_Task details:_
Return every line of the rows below word for word, but leave the pictures out.
** Begin Entries **
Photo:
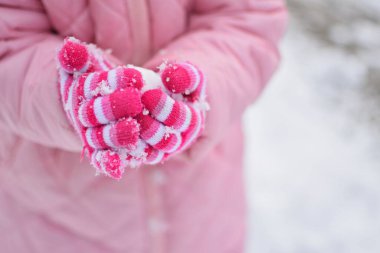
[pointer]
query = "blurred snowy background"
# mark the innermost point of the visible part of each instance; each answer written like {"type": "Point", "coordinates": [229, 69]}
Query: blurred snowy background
{"type": "Point", "coordinates": [313, 139]}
** End Entries **
_Correct response:_
Photo:
[pointer]
query = "blurred snowy background"
# mark the innermost point of the visible part of each instance; each answer written like {"type": "Point", "coordinates": [229, 69]}
Query: blurred snowy background
{"type": "Point", "coordinates": [313, 139]}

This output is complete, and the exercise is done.